▶ **WORK TASK**: Among the entries that follow, how many lines contain the string "clicks"? Answer with that number only.

▶ **ENTRIES SUPPLIED**:
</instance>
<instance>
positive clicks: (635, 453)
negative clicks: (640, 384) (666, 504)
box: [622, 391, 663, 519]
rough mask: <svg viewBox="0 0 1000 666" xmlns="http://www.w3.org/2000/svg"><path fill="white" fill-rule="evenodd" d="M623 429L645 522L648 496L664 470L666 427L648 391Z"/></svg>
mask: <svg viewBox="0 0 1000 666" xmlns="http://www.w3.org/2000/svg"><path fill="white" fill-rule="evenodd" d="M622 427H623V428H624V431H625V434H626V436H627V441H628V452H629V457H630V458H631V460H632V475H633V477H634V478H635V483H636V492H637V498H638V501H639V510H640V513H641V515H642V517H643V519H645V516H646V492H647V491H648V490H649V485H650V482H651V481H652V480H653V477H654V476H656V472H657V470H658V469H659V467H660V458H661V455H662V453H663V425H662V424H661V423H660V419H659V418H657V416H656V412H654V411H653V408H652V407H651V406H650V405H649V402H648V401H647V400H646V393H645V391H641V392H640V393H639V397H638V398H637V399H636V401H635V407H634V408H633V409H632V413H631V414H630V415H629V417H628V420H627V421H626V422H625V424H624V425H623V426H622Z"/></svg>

▶ **THE ANSWER**: 2